* Data records
============================================================

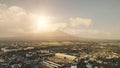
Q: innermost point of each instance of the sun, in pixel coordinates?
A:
(42, 23)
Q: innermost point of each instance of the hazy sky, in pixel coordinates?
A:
(84, 18)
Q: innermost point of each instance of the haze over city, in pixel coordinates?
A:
(98, 19)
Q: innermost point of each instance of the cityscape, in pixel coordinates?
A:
(61, 54)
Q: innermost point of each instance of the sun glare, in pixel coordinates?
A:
(43, 23)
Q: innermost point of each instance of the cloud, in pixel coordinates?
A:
(15, 20)
(74, 22)
(91, 33)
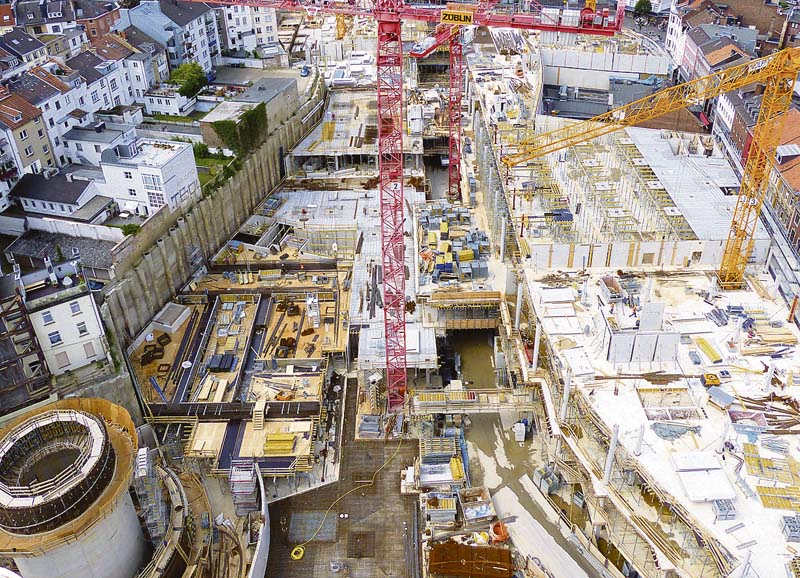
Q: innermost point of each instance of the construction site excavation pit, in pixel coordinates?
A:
(61, 457)
(64, 504)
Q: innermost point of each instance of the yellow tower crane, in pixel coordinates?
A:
(777, 71)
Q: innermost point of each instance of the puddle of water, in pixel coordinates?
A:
(475, 348)
(505, 467)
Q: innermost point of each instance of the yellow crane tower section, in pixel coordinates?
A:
(777, 71)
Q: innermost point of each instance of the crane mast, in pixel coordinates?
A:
(390, 14)
(778, 71)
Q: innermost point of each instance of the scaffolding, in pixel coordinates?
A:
(244, 486)
(150, 493)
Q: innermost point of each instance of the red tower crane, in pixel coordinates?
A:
(390, 14)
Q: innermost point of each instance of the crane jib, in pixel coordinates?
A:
(456, 17)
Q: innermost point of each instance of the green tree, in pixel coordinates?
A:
(190, 78)
(642, 8)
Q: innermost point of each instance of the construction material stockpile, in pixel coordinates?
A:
(452, 249)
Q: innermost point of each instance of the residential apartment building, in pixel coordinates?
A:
(55, 99)
(96, 17)
(736, 115)
(105, 82)
(784, 182)
(67, 325)
(684, 16)
(188, 30)
(85, 144)
(27, 49)
(244, 28)
(56, 196)
(66, 45)
(148, 174)
(167, 100)
(152, 70)
(704, 54)
(24, 128)
(142, 71)
(10, 65)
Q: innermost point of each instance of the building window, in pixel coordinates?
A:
(62, 359)
(155, 199)
(152, 182)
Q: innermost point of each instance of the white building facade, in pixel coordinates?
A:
(68, 327)
(148, 174)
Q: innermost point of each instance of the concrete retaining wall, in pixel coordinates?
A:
(152, 271)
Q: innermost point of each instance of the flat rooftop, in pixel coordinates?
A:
(150, 152)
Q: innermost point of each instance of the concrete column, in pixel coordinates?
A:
(724, 437)
(178, 246)
(503, 226)
(639, 441)
(612, 447)
(147, 287)
(562, 414)
(536, 339)
(769, 376)
(518, 310)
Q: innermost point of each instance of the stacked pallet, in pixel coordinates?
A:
(279, 444)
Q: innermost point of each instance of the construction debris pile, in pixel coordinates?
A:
(452, 250)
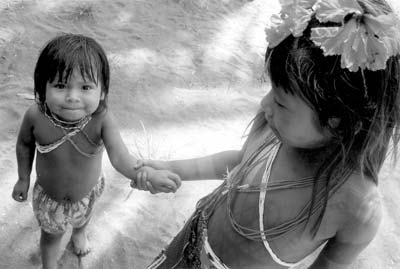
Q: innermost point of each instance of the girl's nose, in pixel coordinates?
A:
(266, 104)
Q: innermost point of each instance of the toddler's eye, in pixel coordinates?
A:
(86, 87)
(59, 86)
(278, 104)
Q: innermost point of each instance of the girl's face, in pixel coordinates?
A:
(293, 121)
(74, 99)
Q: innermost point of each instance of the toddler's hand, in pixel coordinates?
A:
(162, 181)
(20, 191)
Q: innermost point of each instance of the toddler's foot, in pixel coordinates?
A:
(80, 242)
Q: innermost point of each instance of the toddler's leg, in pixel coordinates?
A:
(50, 247)
(80, 240)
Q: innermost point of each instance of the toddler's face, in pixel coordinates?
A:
(74, 99)
(293, 121)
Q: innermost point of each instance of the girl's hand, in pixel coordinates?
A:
(158, 165)
(20, 191)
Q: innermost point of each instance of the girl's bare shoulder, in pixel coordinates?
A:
(361, 200)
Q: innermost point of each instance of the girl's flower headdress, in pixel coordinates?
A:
(362, 40)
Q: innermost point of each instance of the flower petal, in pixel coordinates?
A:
(335, 10)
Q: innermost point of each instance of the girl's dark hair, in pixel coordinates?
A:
(365, 104)
(65, 53)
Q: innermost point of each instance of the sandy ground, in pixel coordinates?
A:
(186, 80)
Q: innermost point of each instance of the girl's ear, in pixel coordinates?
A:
(333, 122)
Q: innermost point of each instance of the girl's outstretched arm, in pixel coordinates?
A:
(25, 150)
(359, 229)
(122, 160)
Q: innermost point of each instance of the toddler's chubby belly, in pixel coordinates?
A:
(66, 180)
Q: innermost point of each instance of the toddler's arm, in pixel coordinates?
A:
(120, 157)
(25, 150)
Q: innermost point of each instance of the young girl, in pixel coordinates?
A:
(308, 172)
(69, 127)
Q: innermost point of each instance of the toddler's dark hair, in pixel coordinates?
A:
(65, 53)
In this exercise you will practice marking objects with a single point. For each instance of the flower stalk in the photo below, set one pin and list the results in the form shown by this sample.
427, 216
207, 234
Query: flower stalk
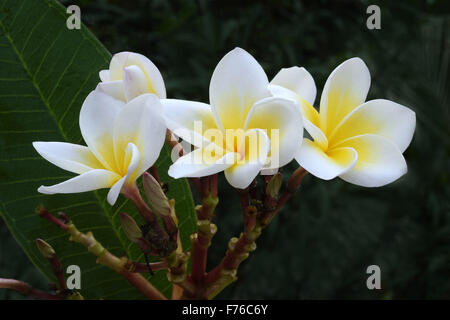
106, 258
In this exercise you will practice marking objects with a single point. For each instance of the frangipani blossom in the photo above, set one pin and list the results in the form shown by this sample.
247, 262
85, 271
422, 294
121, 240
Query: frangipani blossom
361, 142
241, 104
123, 140
130, 75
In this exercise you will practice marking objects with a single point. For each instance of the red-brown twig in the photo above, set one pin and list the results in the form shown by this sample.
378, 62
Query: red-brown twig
239, 248
27, 290
106, 258
139, 267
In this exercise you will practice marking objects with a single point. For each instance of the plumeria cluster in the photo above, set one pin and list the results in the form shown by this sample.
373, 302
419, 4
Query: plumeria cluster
251, 127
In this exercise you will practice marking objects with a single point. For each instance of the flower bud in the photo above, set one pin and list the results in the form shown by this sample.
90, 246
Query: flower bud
130, 227
46, 249
274, 185
155, 195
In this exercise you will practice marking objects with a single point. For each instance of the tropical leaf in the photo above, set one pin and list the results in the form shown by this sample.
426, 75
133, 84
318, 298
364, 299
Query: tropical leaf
46, 71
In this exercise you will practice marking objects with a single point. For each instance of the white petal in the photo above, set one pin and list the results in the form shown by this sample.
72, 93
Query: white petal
104, 75
346, 88
140, 122
282, 121
114, 192
311, 120
237, 83
97, 115
112, 88
134, 82
202, 162
70, 157
154, 78
132, 158
379, 161
242, 174
297, 80
189, 120
88, 181
325, 165
382, 117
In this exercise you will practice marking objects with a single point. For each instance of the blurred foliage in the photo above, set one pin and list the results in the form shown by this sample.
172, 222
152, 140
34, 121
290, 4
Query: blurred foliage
320, 245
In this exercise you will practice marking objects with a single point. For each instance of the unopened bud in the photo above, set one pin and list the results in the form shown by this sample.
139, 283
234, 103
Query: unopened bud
46, 249
274, 185
130, 227
155, 195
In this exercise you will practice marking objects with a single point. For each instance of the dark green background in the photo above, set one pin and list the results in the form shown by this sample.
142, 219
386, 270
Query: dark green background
321, 244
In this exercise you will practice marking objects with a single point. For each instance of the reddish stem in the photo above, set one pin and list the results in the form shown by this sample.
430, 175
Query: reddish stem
145, 287
138, 267
27, 290
43, 213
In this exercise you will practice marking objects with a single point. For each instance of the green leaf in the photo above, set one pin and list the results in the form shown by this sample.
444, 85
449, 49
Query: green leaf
46, 71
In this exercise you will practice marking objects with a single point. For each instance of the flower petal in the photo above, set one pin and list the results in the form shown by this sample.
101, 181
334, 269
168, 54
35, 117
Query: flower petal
132, 158
104, 75
242, 174
282, 121
88, 181
140, 122
311, 119
189, 120
379, 161
125, 59
345, 89
134, 82
236, 84
297, 80
115, 190
325, 165
97, 115
67, 156
382, 117
112, 88
202, 162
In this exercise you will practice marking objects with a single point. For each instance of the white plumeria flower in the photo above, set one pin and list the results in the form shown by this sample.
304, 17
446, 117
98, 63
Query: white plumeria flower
361, 142
123, 140
241, 103
130, 75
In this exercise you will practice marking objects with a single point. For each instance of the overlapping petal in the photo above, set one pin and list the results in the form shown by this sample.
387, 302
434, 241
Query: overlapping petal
154, 81
88, 181
139, 122
97, 116
380, 161
311, 118
202, 162
251, 160
345, 89
131, 161
326, 164
114, 89
237, 83
382, 117
298, 80
189, 120
282, 121
68, 156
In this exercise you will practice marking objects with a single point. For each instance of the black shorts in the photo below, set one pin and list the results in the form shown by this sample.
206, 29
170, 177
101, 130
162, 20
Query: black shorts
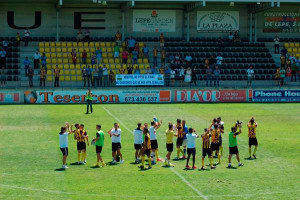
179, 141
191, 151
154, 144
137, 146
146, 152
206, 152
253, 141
233, 150
215, 146
98, 149
170, 147
81, 146
115, 146
65, 151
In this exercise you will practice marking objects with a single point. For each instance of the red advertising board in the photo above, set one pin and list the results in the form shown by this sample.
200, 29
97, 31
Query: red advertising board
210, 96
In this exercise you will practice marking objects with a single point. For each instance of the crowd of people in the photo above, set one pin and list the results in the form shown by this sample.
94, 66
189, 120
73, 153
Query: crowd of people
146, 143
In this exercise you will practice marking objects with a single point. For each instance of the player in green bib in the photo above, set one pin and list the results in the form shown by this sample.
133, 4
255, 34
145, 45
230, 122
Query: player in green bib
99, 142
233, 149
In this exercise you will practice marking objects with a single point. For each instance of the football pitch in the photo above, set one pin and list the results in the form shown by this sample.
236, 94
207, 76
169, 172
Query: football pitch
31, 159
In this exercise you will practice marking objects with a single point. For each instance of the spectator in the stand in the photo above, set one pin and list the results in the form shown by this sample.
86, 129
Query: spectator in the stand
26, 63
100, 76
146, 51
105, 76
44, 61
155, 53
30, 76
236, 37
163, 56
282, 76
2, 58
219, 60
116, 51
36, 59
84, 56
188, 60
162, 40
111, 77
276, 45
125, 56
137, 70
212, 62
148, 70
18, 39
79, 36
87, 37
94, 59
131, 45
284, 52
134, 57
99, 56
2, 76
230, 37
172, 76
74, 56
43, 77
56, 76
26, 37
177, 60
167, 76
5, 44
95, 77
118, 38
250, 73
188, 75
209, 74
217, 73
129, 69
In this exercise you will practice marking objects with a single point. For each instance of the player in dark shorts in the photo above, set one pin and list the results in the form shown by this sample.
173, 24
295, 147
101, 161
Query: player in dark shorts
206, 150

============================================================

State the number of lines in the preceding entries that include the word "concrete". Provide nothing else.

* Result for this task
2